What I have noticed is that all Sociopaths are jealous of everyone. 

Since there is nothing real authentic and genuine about the sociopath, and they don't understand or care to understand emotions. They just see everyone as a conquest, or threat. Not as humans, who feel pain. There is not much "humanness" in a sociopath.. And when they get done with you, you may feel they stole some part of your humanness.

A close friend of mine has been dealing with a vindictive female sociopath.  It is his ex wife. He has been divorced from the sociopath for over 9 years and separated for over 14. She had numerous affairs after they adopted their 2nd child. Finally after one of the affairs became very public due to the fact the man she was cheating with was married, and they both held prominant careers in the community, he filed for divorce. He has been through hell and back. This is his story, in his words...
  
When I went no contact and chose to ignore my sociopath, that's when things got very ugly. I refused 
to communicate with the ex. So my ex decided to tell everyone, and put it on social media that i was a "cyber stalking troll". Even using my first and last name to slander me. My ex made up a fake domain site in my name. Pretending to be me, and impersonating me in an unfavorable manner.  Basically painting a picture of a very unstable person, that was trying to get help for my mental problems. The worst part was if you googled my name, the website that my ex started about me was the first thing that came up. That is  when I said “ENOUGH IS ENOUGH.”

I contacted a friend of mine who is a police officer. And I ask what could be done about this website that my ex started about and was impersonating me in such a way. It was slander and defamation.
My friend informed me that it was cyber stalking, and I should file a police report. — so I did 
that.

■ WHAT YOU SHOULD DO
List each word or phrase that the account of the sociopathic ex-wife puts inside quotation marks.

■ DATA EXCERPTS
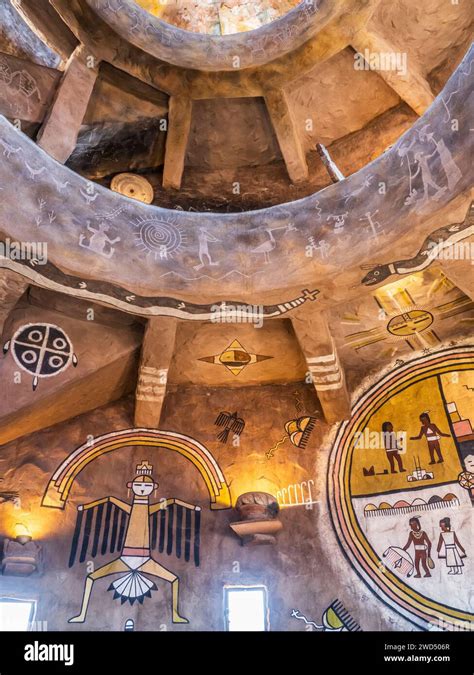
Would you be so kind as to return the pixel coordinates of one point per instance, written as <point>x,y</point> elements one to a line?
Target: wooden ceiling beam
<point>45,22</point>
<point>324,367</point>
<point>177,137</point>
<point>287,135</point>
<point>411,85</point>
<point>157,352</point>
<point>60,130</point>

■ WORKED SOLUTION
- humanness
- cyber stalking troll
- ENOUGH IS ENOUGH.